* [Work required]: Make an exact copy of all the data.

[Boundary labeling items]

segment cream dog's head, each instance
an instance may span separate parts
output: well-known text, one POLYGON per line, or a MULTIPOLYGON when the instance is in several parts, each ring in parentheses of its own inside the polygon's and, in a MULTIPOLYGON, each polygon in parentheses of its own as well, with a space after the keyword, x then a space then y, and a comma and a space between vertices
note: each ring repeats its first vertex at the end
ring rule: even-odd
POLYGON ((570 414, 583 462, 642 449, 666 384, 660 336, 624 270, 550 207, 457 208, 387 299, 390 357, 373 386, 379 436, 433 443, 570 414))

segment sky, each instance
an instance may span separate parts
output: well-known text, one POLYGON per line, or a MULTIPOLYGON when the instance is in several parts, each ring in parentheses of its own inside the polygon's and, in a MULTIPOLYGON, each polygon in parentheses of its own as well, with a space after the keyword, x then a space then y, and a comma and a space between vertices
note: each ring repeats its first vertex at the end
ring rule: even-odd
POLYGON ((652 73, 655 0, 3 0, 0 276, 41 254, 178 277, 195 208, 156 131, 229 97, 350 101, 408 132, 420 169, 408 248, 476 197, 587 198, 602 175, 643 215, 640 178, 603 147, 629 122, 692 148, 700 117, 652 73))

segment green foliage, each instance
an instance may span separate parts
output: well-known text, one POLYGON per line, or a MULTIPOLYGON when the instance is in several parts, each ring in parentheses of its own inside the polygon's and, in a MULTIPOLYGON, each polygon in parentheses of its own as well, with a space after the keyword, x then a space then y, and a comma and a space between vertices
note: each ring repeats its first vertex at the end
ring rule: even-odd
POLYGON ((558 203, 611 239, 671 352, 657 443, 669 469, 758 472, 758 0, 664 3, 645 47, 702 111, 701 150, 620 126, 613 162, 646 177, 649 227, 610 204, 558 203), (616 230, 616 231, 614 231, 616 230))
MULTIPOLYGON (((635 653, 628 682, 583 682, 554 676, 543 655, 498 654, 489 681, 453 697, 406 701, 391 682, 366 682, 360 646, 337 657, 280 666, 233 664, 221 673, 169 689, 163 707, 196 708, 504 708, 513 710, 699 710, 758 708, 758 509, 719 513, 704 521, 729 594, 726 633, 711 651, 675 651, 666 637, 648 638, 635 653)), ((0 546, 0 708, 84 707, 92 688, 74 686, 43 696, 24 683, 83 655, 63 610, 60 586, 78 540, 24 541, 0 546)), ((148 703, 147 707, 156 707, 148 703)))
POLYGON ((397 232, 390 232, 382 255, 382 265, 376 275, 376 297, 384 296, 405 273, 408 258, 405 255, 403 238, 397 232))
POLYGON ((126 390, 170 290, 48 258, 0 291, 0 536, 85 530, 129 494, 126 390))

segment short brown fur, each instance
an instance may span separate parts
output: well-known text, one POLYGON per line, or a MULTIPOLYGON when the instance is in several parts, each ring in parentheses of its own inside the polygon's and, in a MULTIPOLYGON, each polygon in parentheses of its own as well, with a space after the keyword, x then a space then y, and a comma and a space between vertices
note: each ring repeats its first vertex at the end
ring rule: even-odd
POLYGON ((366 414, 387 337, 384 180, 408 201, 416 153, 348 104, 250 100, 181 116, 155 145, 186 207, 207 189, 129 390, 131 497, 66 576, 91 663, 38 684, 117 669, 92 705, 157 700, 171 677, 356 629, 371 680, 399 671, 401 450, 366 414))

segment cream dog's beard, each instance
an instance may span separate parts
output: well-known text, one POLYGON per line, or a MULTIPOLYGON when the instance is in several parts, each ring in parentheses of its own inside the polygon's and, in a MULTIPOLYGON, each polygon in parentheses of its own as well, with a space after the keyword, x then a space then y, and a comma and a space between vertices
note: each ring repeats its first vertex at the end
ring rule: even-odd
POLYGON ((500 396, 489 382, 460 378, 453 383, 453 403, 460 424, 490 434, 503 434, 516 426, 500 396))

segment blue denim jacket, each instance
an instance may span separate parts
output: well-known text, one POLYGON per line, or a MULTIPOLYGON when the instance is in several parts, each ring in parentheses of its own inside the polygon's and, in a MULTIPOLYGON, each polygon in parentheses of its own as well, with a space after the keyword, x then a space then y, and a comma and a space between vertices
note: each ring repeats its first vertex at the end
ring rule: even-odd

* [Written solution]:
segment cream dog's head, each instance
an instance may span separate parts
output: well-known text, one POLYGON per line, or a MULTIPOLYGON when the instance is in several parts, each ring in parentheses of its own inside the polygon's and, in a MULTIPOLYGON, each polygon in parentheses of its own as well, with a space after the keyword, x then a space then y, and a comma and a space between vertices
note: each ring repeats its first vertex at the end
ring rule: even-odd
POLYGON ((570 414, 583 462, 642 449, 666 384, 660 336, 624 270, 550 207, 457 208, 387 299, 390 357, 373 386, 379 436, 433 443, 570 414))

segment sky, each instance
an instance may span separate parts
output: well-known text, one POLYGON per line, or a MULTIPOLYGON when the instance is in several parts, each ring in parentheses of its own inside the polygon's and, in a MULTIPOLYGON, each polygon in parentheses of its own as well, with a space after the keyword, x then a space then y, and a comma and a space between vertices
note: each ring repeats its first vertex at the end
ring rule: even-odd
POLYGON ((652 73, 655 0, 3 0, 0 276, 41 254, 178 277, 195 208, 156 131, 229 97, 350 101, 408 132, 420 169, 408 248, 476 197, 587 198, 602 175, 643 215, 640 178, 603 147, 629 122, 692 148, 700 117, 652 73))

segment green foliage, each instance
an instance may span separate parts
output: well-known text, one POLYGON per line, or a MULTIPOLYGON when the instance is in several parts, each ring in parentheses of its own inside the polygon's and, in a MULTIPOLYGON, each polygon in parentheses of its own as well, with a space after the keyword, x then a space then y, and a comma and a space between vertices
note: each ring repeats its first vertex at the end
ring rule: even-odd
POLYGON ((558 203, 611 239, 671 352, 657 443, 669 469, 758 472, 758 0, 664 3, 645 47, 702 111, 701 150, 620 126, 613 162, 646 177, 649 227, 610 204, 558 203), (616 230, 616 231, 614 231, 616 230))
MULTIPOLYGON (((635 653, 628 682, 583 682, 554 676, 543 655, 498 654, 489 681, 453 697, 406 701, 391 682, 366 682, 360 646, 337 657, 280 666, 233 664, 221 673, 169 689, 163 707, 196 708, 504 708, 513 710, 699 710, 758 708, 758 509, 719 513, 704 521, 729 594, 726 633, 711 651, 675 651, 666 637, 648 638, 635 653)), ((0 546, 0 708, 84 707, 92 688, 74 686, 43 696, 24 683, 83 655, 63 610, 60 586, 78 540, 24 541, 0 546)), ((148 703, 147 707, 156 707, 148 703)))
POLYGON ((397 232, 390 232, 382 255, 382 265, 376 275, 376 297, 384 296, 405 273, 408 258, 405 255, 403 238, 397 232))
POLYGON ((126 390, 170 290, 48 258, 0 291, 0 536, 85 530, 129 494, 126 390))

segment short brown fur, each instance
an instance may span separate parts
output: well-known text, one POLYGON per line, or a MULTIPOLYGON when the instance is in several parts, each ring in parentheses of its own inside the polygon's and, in a MULTIPOLYGON, each polygon in parentheses of its own as well, with a space after the keyword, x then a space then y, and a comma and a space between vertices
note: each ring repeats its first vertex at the end
ring rule: even-odd
POLYGON ((366 414, 387 337, 384 180, 408 201, 416 153, 348 104, 250 100, 181 116, 155 145, 186 207, 207 189, 129 390, 131 497, 66 576, 91 663, 38 684, 117 669, 92 705, 157 700, 171 677, 356 629, 371 680, 399 671, 401 450, 366 414))

segment cream dog's beard, each instance
an instance may span separate parts
output: well-known text, one POLYGON per line, or a MULTIPOLYGON when the instance is in several parts, each ring in parentheses of its own inside the polygon's and, in a MULTIPOLYGON, each polygon in parentheses of its own as well, with a space after the keyword, x then a space then y, and a comma and a space between vertices
note: each ring repeats its first vertex at the end
ring rule: even-odd
POLYGON ((500 396, 489 382, 460 378, 453 383, 453 403, 460 424, 490 434, 503 434, 516 426, 500 396))

segment blue denim jacket, each instance
an instance may span separate parts
output: well-known text, one POLYGON per line, or a MULTIPOLYGON when the instance is in several parts, each ring in parentheses of its own inside the polygon's and, in a MULTIPOLYGON, each polygon in parentheses of its own as well, with a space after the keyword, x then a space then y, and a comma and a space between vertices
note: each ring repeats its first vertex at the end
ring rule: even-odd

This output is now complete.